» **Текст для чтения**
□ □ □ □
— Не трудись, меня не возьмут. Кого-нибудь из моих однокашников — это да. Там были ребятки пострашнее Кочетова, Ермилова и Дымшица вместе взятых. Жди! Уж они твою полупатрицианскую задницу вытеснят из редакторского кресла.
— Ну и хорошо, — усмехается приятель. — Надоела лямка до смерти, а самому уйти — духу не хватает. Вышибут — я тогда дедом по матери займусь. Похоже, интереснейшая была личность.
Так все же изменилась Литературная империя в послесталинскую эру или нет? Судя по неслыханному успеху "Театрального романа" и "Мастера и Маргариты", не изменилось ничего: все узнаваемо до слез, все читаешь, как про сегодняшний день (написано в 1980-м). И лишь в одном есть разница: исчез из нее булгаковский взор, исчез взгляд пришельца из иного мира, взгляд "помнящего". Перемена, казалось бы, едва заметная, но — коренная.
Нет, интересные мемуары и сатиры продолжают выходить в сам- и тамиздате и поныне. Но все они уже пишутся людьми, выросшими внутри империи и только затем порвавшими с ней. И в этом смысле интересной — по необычности судьбы, по промежуточности позиции — является фигура Зощенко.
□ □ □ □
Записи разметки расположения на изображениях
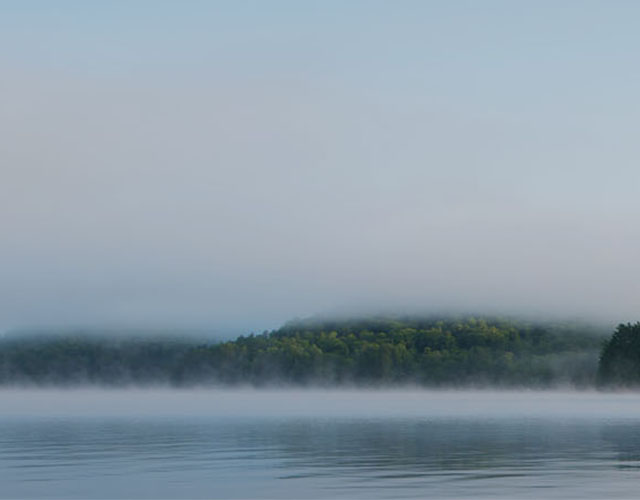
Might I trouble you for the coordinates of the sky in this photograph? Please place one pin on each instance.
(233, 165)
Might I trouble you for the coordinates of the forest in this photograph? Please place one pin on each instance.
(386, 351)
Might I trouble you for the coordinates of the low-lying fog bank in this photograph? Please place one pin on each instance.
(249, 403)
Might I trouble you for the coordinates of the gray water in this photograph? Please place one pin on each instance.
(317, 444)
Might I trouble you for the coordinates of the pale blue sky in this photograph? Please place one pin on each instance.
(234, 164)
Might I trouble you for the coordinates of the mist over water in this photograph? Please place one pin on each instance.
(318, 444)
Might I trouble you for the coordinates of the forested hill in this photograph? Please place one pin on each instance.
(363, 352)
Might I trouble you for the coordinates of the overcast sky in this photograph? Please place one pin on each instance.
(232, 165)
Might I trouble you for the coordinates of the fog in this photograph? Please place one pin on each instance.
(231, 166)
(249, 403)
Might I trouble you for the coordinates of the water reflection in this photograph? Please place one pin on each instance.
(203, 457)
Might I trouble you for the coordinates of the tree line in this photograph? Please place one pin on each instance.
(440, 352)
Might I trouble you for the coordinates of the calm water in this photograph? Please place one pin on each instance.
(409, 444)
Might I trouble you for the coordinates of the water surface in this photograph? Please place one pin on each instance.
(318, 444)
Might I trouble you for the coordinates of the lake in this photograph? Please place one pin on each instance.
(318, 444)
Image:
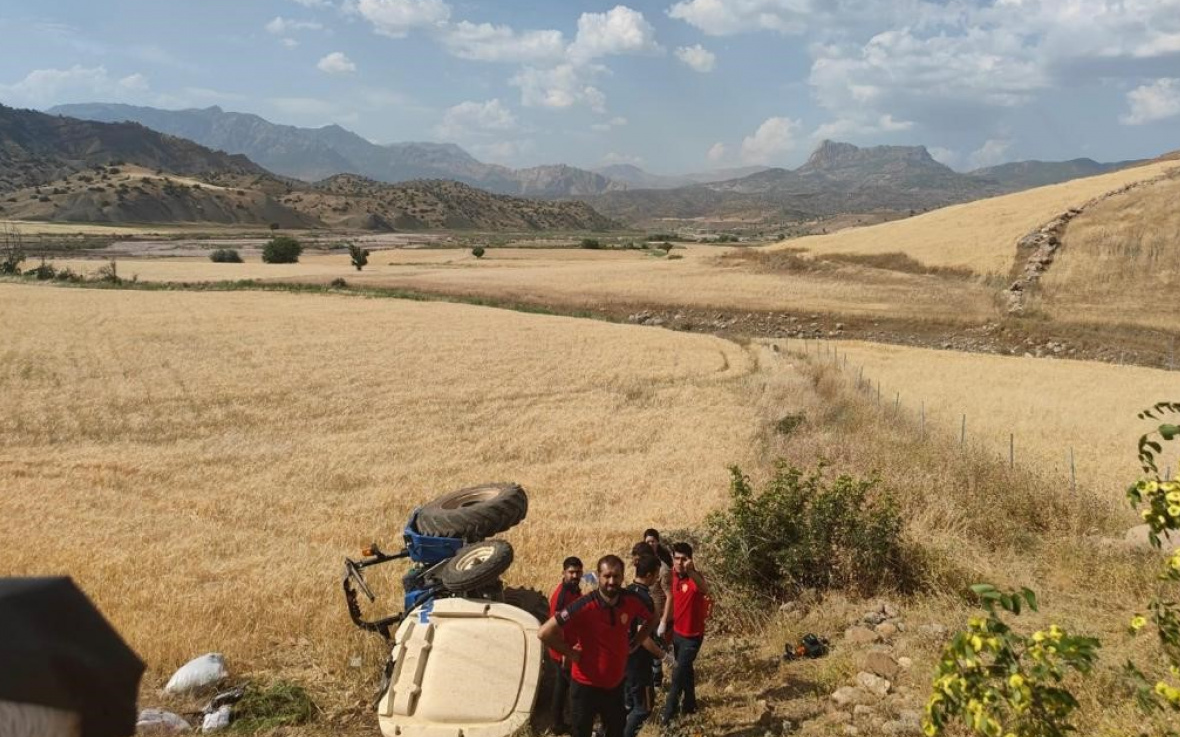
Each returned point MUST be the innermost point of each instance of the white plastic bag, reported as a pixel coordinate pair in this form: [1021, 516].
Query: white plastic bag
[159, 722]
[216, 721]
[198, 673]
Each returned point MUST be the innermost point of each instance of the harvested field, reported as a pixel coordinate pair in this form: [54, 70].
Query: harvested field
[1049, 406]
[979, 236]
[578, 278]
[201, 462]
[1120, 263]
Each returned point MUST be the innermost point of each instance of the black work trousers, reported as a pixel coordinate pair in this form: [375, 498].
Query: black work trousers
[588, 702]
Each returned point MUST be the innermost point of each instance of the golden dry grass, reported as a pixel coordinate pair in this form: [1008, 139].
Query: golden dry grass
[1049, 406]
[583, 278]
[201, 462]
[1120, 262]
[979, 235]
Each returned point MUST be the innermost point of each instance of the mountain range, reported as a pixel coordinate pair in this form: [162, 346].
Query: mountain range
[839, 178]
[316, 153]
[61, 169]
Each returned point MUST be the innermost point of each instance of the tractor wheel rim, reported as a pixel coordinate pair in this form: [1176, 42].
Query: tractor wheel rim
[474, 558]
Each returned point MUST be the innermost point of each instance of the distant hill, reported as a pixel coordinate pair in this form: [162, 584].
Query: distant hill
[37, 149]
[637, 178]
[1018, 176]
[837, 178]
[315, 153]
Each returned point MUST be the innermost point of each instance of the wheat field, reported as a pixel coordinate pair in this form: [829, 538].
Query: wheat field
[1120, 262]
[1046, 406]
[979, 235]
[581, 278]
[201, 462]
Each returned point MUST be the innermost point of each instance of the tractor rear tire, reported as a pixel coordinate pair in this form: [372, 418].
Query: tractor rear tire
[474, 513]
[476, 566]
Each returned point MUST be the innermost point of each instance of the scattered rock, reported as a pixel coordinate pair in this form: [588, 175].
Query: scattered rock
[900, 728]
[873, 684]
[159, 722]
[216, 721]
[850, 696]
[880, 664]
[198, 673]
[860, 636]
[886, 630]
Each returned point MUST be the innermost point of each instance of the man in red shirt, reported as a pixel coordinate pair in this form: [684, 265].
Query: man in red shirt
[566, 593]
[689, 607]
[600, 625]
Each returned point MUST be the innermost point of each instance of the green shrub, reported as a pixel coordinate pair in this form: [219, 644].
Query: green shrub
[810, 531]
[281, 250]
[225, 256]
[280, 704]
[359, 256]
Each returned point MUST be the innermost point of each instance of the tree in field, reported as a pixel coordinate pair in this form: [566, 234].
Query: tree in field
[359, 256]
[281, 250]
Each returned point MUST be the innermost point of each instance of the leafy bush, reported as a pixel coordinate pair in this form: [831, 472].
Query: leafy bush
[281, 250]
[225, 256]
[359, 256]
[810, 531]
[43, 271]
[998, 682]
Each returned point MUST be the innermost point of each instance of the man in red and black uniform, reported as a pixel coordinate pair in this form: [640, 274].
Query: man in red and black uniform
[566, 593]
[689, 606]
[600, 625]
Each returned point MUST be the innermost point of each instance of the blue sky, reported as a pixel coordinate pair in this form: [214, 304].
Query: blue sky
[670, 85]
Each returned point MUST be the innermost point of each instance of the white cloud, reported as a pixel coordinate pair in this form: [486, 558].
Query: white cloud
[78, 84]
[697, 58]
[608, 125]
[990, 153]
[398, 18]
[618, 31]
[622, 158]
[467, 119]
[489, 43]
[774, 137]
[1154, 102]
[559, 87]
[336, 63]
[846, 127]
[282, 26]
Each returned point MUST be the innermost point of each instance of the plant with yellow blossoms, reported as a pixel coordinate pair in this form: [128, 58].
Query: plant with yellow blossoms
[1001, 683]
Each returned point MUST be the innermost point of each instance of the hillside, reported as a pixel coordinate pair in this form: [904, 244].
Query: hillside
[1017, 176]
[315, 153]
[37, 149]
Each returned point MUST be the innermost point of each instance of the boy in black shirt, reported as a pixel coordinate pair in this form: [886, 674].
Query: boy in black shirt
[640, 683]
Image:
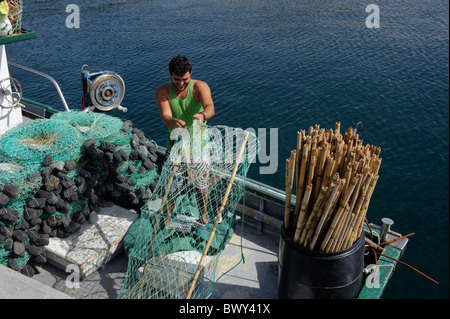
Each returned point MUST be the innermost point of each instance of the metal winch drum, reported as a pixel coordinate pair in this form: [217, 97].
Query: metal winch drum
[102, 91]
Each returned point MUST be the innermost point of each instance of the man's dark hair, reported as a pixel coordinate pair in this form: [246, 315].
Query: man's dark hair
[179, 65]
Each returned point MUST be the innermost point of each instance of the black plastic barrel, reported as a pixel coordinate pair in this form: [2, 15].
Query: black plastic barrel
[306, 274]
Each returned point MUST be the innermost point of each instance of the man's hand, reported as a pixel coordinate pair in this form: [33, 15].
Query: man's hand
[174, 123]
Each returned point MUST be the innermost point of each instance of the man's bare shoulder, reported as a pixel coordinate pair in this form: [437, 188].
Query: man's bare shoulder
[162, 91]
[200, 86]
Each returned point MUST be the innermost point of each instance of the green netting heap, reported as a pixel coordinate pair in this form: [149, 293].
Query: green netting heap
[166, 243]
[55, 173]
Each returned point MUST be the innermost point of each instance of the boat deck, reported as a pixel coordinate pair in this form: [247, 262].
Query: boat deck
[254, 279]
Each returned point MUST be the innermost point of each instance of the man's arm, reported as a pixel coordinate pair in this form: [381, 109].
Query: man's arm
[162, 99]
[203, 95]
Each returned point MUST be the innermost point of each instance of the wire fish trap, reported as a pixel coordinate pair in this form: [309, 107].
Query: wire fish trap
[31, 142]
[175, 245]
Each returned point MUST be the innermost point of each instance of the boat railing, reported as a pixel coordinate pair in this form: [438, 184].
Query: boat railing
[63, 100]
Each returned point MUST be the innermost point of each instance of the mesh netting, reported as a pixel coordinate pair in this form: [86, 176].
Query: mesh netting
[55, 173]
[15, 15]
[174, 246]
[32, 141]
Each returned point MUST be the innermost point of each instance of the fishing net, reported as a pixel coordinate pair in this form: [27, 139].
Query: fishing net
[174, 247]
[55, 173]
[15, 15]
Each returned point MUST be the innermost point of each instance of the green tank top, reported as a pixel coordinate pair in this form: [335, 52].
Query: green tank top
[183, 109]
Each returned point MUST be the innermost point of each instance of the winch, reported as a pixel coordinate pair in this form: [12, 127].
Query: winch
[102, 91]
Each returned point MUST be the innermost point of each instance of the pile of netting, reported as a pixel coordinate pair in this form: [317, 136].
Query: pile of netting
[56, 174]
[175, 244]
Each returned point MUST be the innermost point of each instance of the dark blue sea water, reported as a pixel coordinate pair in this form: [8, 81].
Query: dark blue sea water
[288, 65]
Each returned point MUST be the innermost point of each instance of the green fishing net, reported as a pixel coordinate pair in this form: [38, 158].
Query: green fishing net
[169, 248]
[55, 172]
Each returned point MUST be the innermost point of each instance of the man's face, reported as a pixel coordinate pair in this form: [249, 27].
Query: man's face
[181, 82]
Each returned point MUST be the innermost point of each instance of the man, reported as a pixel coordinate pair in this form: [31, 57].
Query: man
[182, 101]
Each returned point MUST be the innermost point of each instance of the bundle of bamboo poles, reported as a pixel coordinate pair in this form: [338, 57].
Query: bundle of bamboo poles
[335, 177]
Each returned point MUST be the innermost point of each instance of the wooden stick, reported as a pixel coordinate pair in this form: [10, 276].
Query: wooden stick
[290, 167]
[303, 212]
[325, 213]
[323, 153]
[317, 204]
[301, 181]
[338, 216]
[287, 204]
[218, 217]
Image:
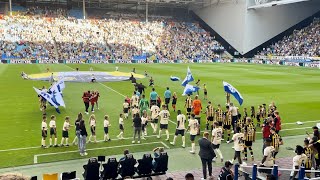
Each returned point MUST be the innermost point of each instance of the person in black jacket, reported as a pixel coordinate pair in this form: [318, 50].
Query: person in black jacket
[83, 138]
[206, 154]
[137, 123]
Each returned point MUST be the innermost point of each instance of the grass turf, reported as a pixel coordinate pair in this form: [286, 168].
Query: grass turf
[294, 90]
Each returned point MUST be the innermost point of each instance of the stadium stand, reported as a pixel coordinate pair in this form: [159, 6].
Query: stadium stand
[304, 42]
[57, 36]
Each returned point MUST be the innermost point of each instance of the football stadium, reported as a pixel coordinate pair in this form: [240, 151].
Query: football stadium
[160, 89]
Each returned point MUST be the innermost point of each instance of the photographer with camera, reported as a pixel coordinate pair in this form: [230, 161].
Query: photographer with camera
[267, 124]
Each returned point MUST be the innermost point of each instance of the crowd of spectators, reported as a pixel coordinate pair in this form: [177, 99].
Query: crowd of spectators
[304, 42]
[48, 34]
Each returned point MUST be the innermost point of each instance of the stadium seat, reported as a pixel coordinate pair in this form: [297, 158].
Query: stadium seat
[68, 175]
[50, 176]
[161, 163]
[127, 166]
[145, 165]
[91, 169]
[110, 169]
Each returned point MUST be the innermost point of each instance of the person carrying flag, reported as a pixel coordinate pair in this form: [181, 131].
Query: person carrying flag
[86, 99]
[143, 104]
[197, 107]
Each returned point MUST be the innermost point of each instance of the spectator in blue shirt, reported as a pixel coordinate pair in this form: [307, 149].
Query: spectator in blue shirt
[167, 97]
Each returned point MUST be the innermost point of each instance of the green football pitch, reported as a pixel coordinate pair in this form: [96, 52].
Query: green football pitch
[294, 90]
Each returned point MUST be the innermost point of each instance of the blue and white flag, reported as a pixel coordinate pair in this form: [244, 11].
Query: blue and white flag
[231, 90]
[189, 89]
[174, 78]
[57, 96]
[59, 85]
[188, 78]
[49, 98]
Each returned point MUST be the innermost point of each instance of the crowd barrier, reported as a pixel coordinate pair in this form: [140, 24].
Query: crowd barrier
[253, 173]
[292, 62]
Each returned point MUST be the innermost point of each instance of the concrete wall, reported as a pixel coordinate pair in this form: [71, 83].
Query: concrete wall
[246, 29]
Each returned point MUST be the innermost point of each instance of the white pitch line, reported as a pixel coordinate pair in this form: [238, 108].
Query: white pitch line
[287, 129]
[165, 145]
[104, 85]
[92, 149]
[302, 122]
[111, 89]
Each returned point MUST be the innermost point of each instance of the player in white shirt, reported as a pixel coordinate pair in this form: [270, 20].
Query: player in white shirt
[125, 109]
[53, 130]
[193, 127]
[65, 132]
[154, 117]
[106, 125]
[298, 161]
[44, 131]
[134, 100]
[216, 139]
[181, 119]
[268, 160]
[144, 120]
[92, 123]
[164, 120]
[121, 127]
[238, 140]
[135, 110]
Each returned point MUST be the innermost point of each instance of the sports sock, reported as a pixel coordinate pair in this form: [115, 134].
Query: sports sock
[174, 139]
[220, 154]
[245, 152]
[183, 140]
[167, 132]
[251, 152]
[193, 147]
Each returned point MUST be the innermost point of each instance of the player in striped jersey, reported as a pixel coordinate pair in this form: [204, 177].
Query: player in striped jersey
[53, 130]
[276, 141]
[181, 120]
[164, 120]
[106, 125]
[193, 127]
[44, 130]
[188, 105]
[227, 123]
[216, 139]
[92, 123]
[308, 151]
[210, 116]
[249, 134]
[65, 132]
[219, 116]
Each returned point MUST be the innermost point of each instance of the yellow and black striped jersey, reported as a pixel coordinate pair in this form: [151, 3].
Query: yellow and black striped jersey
[308, 152]
[276, 139]
[228, 118]
[250, 132]
[188, 102]
[240, 123]
[219, 115]
[210, 111]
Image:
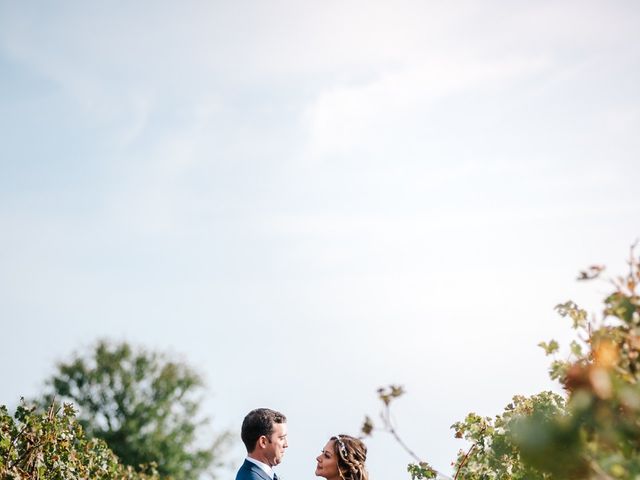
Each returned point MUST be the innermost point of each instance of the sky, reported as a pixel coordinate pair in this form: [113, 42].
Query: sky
[308, 200]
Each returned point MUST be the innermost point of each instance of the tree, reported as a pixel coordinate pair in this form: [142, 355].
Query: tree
[592, 434]
[142, 404]
[52, 445]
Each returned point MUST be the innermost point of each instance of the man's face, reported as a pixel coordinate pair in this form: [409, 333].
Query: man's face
[276, 444]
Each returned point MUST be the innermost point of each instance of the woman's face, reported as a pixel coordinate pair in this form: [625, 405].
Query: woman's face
[327, 465]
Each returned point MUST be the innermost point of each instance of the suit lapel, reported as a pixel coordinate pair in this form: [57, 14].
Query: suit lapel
[256, 469]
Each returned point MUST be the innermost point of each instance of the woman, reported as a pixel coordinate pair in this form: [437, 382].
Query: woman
[342, 458]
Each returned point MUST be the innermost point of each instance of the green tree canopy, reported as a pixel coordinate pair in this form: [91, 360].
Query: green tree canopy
[593, 433]
[52, 445]
[144, 405]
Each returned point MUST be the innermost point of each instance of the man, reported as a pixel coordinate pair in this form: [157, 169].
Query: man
[264, 433]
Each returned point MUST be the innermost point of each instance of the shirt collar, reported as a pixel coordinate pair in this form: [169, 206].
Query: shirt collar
[267, 469]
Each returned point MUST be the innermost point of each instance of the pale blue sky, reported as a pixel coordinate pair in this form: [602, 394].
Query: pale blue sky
[307, 200]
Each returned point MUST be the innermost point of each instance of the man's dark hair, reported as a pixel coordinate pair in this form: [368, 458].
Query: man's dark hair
[259, 422]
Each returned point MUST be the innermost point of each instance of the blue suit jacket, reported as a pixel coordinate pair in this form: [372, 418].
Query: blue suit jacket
[250, 471]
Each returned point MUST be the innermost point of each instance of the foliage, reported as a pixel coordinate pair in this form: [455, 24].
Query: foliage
[52, 445]
[143, 405]
[593, 434]
[601, 425]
□ □ □ □
» **Условие задания**
Воспроизведите целиком текст для чтения, не меняя в нём ни слова, ни знака.

» **Образец решения**
— Не трудись, меня не возьмут. Кого-нибудь из моих однокашников — это да. Там были ребятки пострашнее Кочетова, Ермилова и Дымшица вместе взятых. Жди! Уж они твою полупатрицианскую задницу вытеснят из редакторского кресла.
— Ну и хорошо, — усмехается приятель. — Надоела лямка до смерти, а самому уйти — духу не хватает. Вышибут — я тогда дедом по матери займусь. Похоже, интереснейшая была личность.
Так все же изменилась Литературная империя в послесталинскую эру или нет? Судя по неслыханному успеху "Театрального романа" и "Мастера и Маргариты", не изменилось ничего: все узнаваемо до слез, все читаешь, как про сегодняшний день (написано в 1980-м). И лишь в одном есть разница: исчез из нее булгаковский взор, исчез взгляд пришельца из иного мира, взгляд "помнящего". Перемена, казалось бы, едва заметная, но — коренная.
Нет, интересные мемуары и сатиры продолжают выходить в сам- и тамиздате и поныне. Но все они уже пишутся людьми, выросшими внутри империи и только затем порвавшими с ней. И в этом смысле интересной — по необычности судьбы, по промежуточности позиции — является фигура Зощенко.